» **PAGE**:
The Fourth World is the second studio album and major label debut by the Los Angeles band Kara's Flowers, who later achieved greater success under the name Maroon 5. The album contains 11 tracks, plus one bonus track on the Japanese edition.

The band, which had previously self-released an album called We Like Digging? (1995), signed with Reprise Records and released The Fourth World album on August 19, 1997. However, the band had little success with the album and parted with the record label two years later.  
 
The band continued to explore different musical styles until finally coming together again with James Valentine under the name Maroon 5.

On January 24, 2020, a limited edition of the album was released, with a marbled blue vinyl.

Singles 
The lead single, "Soap Disco", was released on July 22, 1997. A music video was produced for the single, depicting the group walking through a park and performing in an orange and green room. A storm appears at the end of the video. The video was directed by Mark Kohr (who has directed music videos for Alanis Morissette and Green Day). The video made an airplay on 120 Minutes.

The band made an appearance from the television series Beverly Hills, 90210, where they performed the song in the episode "Forgive and Forget".

Critical reception

Giving the album a B+, Tom Lanham with Entertainment Weekly said the "optimistic, lyrically awkward kids spend 10 more happy tracks turning the tables on lethargic slacker cynicism, with Green Day producer Rob Cavallo bridling all that youthful zeal."

» **DATA SECTION**:
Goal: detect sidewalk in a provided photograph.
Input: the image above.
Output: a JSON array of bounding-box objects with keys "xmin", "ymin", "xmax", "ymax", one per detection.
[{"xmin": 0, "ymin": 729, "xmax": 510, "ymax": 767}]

» **AIM**:
Can you sum up the text about The Fourth World in two sentences?

» **RESULT OF THIS EXERCISE**:
The Fourth World, released on August 19, 1997 through Reprise Records, is the second studio album and major label debut by Kara's Flowers, the Los Angeles band that later achieved greater success as Maroon 5. The album had little success, and the band parted with the label two years later, though its lead single "Soap Disco" got a music video directed by Mark Kohr, and Tom Lanham of Entertainment Weekly gave the album a B+.